(Exercise objective): Reproduce each of the rows below word for word, leaving nothing out and changing nothing.

—————

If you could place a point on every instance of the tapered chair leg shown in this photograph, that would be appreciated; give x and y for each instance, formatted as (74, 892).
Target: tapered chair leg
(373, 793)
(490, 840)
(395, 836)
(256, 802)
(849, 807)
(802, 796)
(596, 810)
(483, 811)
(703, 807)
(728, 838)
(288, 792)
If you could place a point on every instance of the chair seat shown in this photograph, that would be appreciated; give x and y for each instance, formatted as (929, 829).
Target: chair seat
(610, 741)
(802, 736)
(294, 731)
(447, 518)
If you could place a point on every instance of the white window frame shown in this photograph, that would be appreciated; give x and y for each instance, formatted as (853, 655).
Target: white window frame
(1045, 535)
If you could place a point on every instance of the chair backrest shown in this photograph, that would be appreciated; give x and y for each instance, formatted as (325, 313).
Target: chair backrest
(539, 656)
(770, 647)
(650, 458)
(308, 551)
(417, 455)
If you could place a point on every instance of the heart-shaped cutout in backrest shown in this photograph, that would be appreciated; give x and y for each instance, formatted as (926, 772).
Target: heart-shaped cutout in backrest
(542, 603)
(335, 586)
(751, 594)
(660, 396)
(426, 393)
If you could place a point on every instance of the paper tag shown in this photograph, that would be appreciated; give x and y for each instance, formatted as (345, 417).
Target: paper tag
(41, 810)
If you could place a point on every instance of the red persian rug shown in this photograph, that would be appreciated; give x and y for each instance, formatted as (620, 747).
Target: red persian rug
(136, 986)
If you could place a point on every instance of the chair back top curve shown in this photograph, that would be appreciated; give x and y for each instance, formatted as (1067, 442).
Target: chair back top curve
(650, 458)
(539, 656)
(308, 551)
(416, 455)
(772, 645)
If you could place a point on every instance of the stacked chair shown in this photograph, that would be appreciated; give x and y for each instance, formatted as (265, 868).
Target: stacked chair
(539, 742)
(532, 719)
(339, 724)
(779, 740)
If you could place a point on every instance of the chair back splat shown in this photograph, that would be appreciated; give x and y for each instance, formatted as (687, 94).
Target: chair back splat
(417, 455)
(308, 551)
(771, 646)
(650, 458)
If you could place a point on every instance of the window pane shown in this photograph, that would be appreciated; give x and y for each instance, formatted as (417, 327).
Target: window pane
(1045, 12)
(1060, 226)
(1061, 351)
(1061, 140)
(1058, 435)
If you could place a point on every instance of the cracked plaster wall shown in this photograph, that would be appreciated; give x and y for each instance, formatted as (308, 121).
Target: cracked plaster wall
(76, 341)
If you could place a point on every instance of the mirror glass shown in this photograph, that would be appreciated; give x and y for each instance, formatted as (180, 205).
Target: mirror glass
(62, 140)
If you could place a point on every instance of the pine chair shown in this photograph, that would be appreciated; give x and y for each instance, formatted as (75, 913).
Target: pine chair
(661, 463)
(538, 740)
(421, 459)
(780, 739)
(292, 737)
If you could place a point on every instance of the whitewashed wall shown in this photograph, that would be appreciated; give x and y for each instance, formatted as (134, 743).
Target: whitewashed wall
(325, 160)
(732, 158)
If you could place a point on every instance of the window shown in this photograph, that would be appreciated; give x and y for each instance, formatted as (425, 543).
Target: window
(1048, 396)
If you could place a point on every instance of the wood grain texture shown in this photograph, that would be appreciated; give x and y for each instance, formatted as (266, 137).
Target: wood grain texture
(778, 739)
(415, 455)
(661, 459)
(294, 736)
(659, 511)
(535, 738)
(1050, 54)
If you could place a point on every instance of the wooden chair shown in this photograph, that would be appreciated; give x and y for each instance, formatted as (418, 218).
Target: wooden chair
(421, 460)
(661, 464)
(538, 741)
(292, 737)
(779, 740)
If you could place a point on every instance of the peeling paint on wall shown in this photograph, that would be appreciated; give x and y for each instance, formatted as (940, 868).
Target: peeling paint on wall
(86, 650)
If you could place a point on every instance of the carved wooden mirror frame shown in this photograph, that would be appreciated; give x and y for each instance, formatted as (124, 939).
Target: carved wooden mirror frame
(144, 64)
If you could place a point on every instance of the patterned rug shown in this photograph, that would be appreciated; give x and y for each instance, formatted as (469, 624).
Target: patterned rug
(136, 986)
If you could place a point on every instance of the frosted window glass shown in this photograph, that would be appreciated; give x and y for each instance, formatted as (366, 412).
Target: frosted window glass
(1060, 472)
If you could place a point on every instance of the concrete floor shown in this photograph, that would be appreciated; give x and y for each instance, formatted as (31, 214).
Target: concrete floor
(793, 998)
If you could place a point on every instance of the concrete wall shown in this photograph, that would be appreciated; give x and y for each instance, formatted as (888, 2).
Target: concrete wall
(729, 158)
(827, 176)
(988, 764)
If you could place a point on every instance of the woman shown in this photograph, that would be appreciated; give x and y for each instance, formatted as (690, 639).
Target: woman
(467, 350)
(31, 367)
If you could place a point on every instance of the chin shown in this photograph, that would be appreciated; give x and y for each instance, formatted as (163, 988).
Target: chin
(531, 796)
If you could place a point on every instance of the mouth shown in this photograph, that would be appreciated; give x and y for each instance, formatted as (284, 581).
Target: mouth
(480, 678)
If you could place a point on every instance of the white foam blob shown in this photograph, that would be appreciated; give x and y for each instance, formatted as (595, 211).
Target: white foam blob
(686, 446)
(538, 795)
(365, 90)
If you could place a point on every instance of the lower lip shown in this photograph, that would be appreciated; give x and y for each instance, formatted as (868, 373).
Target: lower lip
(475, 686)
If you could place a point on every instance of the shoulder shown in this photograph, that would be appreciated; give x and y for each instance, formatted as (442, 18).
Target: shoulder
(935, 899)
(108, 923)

—————

(Answer below):
If you could place a point on every instance of the tapered chair leg shown in this photograph, that would be appreciated; give x and y for each instance, formatted as (74, 892).
Target: tapered chair leg
(373, 793)
(490, 840)
(395, 836)
(256, 802)
(849, 807)
(802, 796)
(596, 810)
(483, 811)
(703, 807)
(728, 838)
(288, 792)
If you could place a point on every instance of the chair seat shown in this photograph, that would be appreciated; give x and y for each instance, formatted as (929, 829).
Target: chair seat
(610, 741)
(802, 736)
(294, 731)
(447, 518)
If you could place a point on every instance of the white window frame shown in this photograph, that would be appreciated; give x and y for each instance, formatted as (853, 655).
Target: white window frame
(1045, 535)
If you could place a point on every instance of the chair backrest shown in this photograph, that would be appreciated; give x and y for each instance, formatted as (325, 313).
Target: chair backrest
(539, 656)
(770, 647)
(650, 458)
(308, 551)
(417, 455)
If you could place a point on every instance of the heart-shaped cutout in backrest shown in this photograph, that would be appreciated; give x and y for each instance, formatted as (926, 772).
Target: heart-shaped cutout in backrest
(542, 603)
(335, 586)
(751, 594)
(660, 396)
(426, 393)
If you could place a point on every instance of the paper tag shown in this photograph, that would be appreciated; give x and y for each instance, formatted as (345, 417).
Target: paper tag
(41, 810)
If you could place a point on every instance of the red persian rug shown in this photograph, that would be appreciated; give x and y for each instance, formatted as (620, 747).
Target: red persian rug
(136, 986)
If you could place a point on every instance of the chair back top curve shown in this photograph, that would be appreciated; give x and y for each instance, formatted as (1067, 442).
Target: chair back top curve
(650, 458)
(539, 656)
(308, 551)
(416, 455)
(772, 645)
If you could place a point on every instance of the stacked chair shown in this photograph, that would be appreciated; give x and y for each instance, formatted as (265, 868).
Target: stacked chair
(539, 742)
(532, 719)
(339, 724)
(779, 740)
If you could place a point on every instance of the chair back splat shown in this photograph, that would be appreciated; give x and y for each instance, formatted as (687, 94).
Target: chair back splat
(417, 455)
(308, 551)
(771, 646)
(650, 458)
If you could place a point on every instance of the window pane shown in this photograph, that would be appreciated; give x and y for each instance, formatted as (417, 327).
Target: window pane
(1045, 12)
(1060, 226)
(1061, 351)
(1061, 140)
(1058, 435)
If you could place a point on every instance of the cracked plaster wall shown in this photograph, that would be appreciated; give x and y for each instance, formatted as (308, 121).
Target: cracked plaster wall
(76, 341)
If you could place a point on every instance of the mirror glass shown in this photograph, that would be appreciated; give x and y for each instance, formatted as (180, 205).
Target: mirror glass
(62, 140)
If you could place a point on every instance of the pine chair shown in this photograph, that would be appreciated; give x and y for each instance, formatted as (75, 913).
Target: pine chair
(661, 463)
(538, 740)
(421, 459)
(780, 739)
(292, 737)
If you could place a point on every instance of the whitewashed wall shown in this photograph, that would be appreciated; give x and y for each instance, formatted as (134, 743).
Target: whitewashed wall
(325, 160)
(732, 158)
If you could place a point on every instance of the window shown in this photograph, that would be appreciated; give x and y for each instance, formatted as (425, 543).
Target: window
(1048, 396)
If you could place a point on every instance of the wood grain texture shown in this photograph, that would be appreciated; give x and y for each instance, formatted as (266, 137).
Target: wood grain texture
(778, 739)
(415, 455)
(661, 459)
(294, 736)
(659, 511)
(535, 738)
(1050, 54)
If you could place a point on every instance of the wooden chair shown in this photograph, that would be appreciated; give x and y for each instance, formatted as (418, 218).
Target: wooden chair
(421, 460)
(661, 464)
(538, 741)
(292, 737)
(779, 740)
If you could place a point on every instance of the peeling paint on wall shown in this photograph, that would be appreciated; give x and y for each instance, formatted as (940, 868).
Target: peeling paint on wall
(86, 650)
If you could place a point on every instance of the carved wooden mirror frame shown in this photograph, that would be appreciated; give x and y for each instance, formatted as (124, 939).
Target: carved wooden mirror frame
(144, 64)
If you could place a point on every instance of the patterned rug shown in this photograph, that would be appreciated; give x and y for each instance, formatted as (469, 624).
Target: patterned rug
(136, 986)
If you could place a point on every instance of the frosted window glass shown in this photograph, that would be appreciated; give x and y for each instance, formatted as (366, 412).
Target: frosted window glass
(1060, 472)
If you could place a point on every instance of the concrete floor shown in this photograph, that would be appreciated; give x and y for each instance, formatted as (31, 214).
Target: concrete floor
(793, 998)
If you could place a point on every instance of the concrete wall shown in this photograph, that would be appreciated; give x and y for each instance, formatted as (888, 2).
Target: concrete wall
(729, 158)
(827, 176)
(988, 764)
If you could place a point on every instance of the woman shown in this photograph, that would be appreciated; give x and y for each instance, formatted as (690, 639).
Target: woman
(467, 350)
(31, 367)
If you could place a point on every instance of the chin shown in this photograph, that would be appreciated; give x and y for each instance, formatted as (163, 988).
Target: chin
(531, 796)
If you could place a point on every instance of the mouth shown in this photograph, that would be appreciated; give x and y for each instance, formatted as (284, 581).
Target: mouth
(480, 678)
If you could place a point on every instance of the white foam blob shown in this photograph, that would be appreciated; give x and y for each instance, formatted as (595, 211).
Target: white foam blob
(686, 446)
(538, 795)
(365, 90)
If you could place a point on every instance of the lower lip shown in this photograph, that would be appreciated; give x and y for each instance, formatted as (868, 373).
Target: lower lip
(475, 686)
If you could place a point on every instance of the shoulder shown in this photograph, that would be appreciated; give x and y for each instance, formatted as (442, 18).
Target: shoulder
(935, 899)
(108, 923)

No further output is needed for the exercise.